- _WHAT THIS TASK INVOLVES_: Beginning at the line that contains "Where can the white", transcribe the remaining lines of the listing exactly; include the final line and omit everything before.

- _EXTRACTED RECORDS_:
▼▼▼
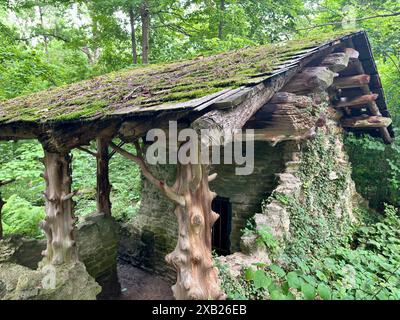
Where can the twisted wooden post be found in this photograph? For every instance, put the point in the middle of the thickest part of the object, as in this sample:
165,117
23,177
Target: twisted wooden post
197,278
59,222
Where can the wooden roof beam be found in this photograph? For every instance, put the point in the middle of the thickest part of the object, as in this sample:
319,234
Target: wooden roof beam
366,122
352,81
311,79
336,61
357,101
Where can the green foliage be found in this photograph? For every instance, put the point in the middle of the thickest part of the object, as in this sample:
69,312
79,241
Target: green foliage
365,268
376,169
24,197
20,217
264,236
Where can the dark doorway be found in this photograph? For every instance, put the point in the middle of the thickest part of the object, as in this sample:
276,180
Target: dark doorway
222,228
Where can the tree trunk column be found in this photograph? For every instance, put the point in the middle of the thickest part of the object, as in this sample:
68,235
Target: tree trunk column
197,278
103,183
59,222
1,224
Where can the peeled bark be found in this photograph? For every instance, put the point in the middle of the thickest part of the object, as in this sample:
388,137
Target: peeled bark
59,222
1,224
133,35
2,203
103,187
197,278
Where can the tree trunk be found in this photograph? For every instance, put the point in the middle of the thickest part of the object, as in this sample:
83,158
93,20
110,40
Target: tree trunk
145,18
59,222
221,19
103,183
133,34
1,224
45,38
197,278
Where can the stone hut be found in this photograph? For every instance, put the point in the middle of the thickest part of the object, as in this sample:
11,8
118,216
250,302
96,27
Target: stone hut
298,97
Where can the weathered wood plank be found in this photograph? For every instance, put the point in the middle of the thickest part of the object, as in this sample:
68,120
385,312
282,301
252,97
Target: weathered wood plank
352,81
235,118
366,122
336,61
311,79
357,101
291,98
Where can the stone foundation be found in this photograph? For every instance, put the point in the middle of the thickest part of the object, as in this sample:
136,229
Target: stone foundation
316,190
153,233
97,240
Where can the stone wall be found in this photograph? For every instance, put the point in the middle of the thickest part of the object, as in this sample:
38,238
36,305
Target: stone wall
153,233
97,239
312,206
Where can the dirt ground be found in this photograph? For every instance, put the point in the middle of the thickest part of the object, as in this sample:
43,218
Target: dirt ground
137,284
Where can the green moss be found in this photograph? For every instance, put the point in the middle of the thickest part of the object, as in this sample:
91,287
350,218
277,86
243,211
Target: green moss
315,224
156,84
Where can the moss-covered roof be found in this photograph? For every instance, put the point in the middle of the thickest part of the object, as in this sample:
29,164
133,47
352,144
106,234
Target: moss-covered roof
138,89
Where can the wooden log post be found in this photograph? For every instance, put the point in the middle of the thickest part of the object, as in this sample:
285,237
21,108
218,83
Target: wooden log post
197,278
103,186
2,203
59,222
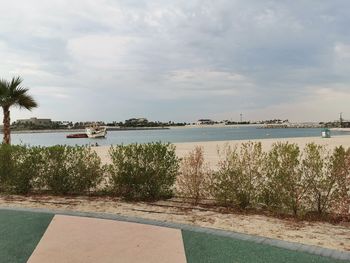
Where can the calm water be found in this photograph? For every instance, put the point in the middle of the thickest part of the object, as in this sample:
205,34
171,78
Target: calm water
171,135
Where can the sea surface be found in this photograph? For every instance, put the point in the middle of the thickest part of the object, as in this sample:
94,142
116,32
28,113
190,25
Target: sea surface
168,135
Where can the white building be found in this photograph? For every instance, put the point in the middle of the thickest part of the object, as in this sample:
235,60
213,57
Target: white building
35,121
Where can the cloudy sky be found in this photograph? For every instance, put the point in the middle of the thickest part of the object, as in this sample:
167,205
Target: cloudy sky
179,60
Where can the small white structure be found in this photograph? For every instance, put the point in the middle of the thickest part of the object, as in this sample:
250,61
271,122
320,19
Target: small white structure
35,121
205,122
96,132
▲▲▲
- _OUTPUT OF THE EXERCISE_:
Where can the white building be found in this photograph? For every instance, put the point in the middle of the thickest part of the object, as in this sample:
235,60
213,57
Target: white building
35,121
Where can the cloudy sky be found in this photograph? For every instance, put the point in the middle of the thickest part of the object, as in this sample:
167,205
Target: cloudy sky
179,60
Where can the small white structure be found in this photograph? For every instance, put the point in the middle of the thickest part of the object, as in this sample:
250,61
271,122
320,19
Target: small white structure
35,121
205,122
96,132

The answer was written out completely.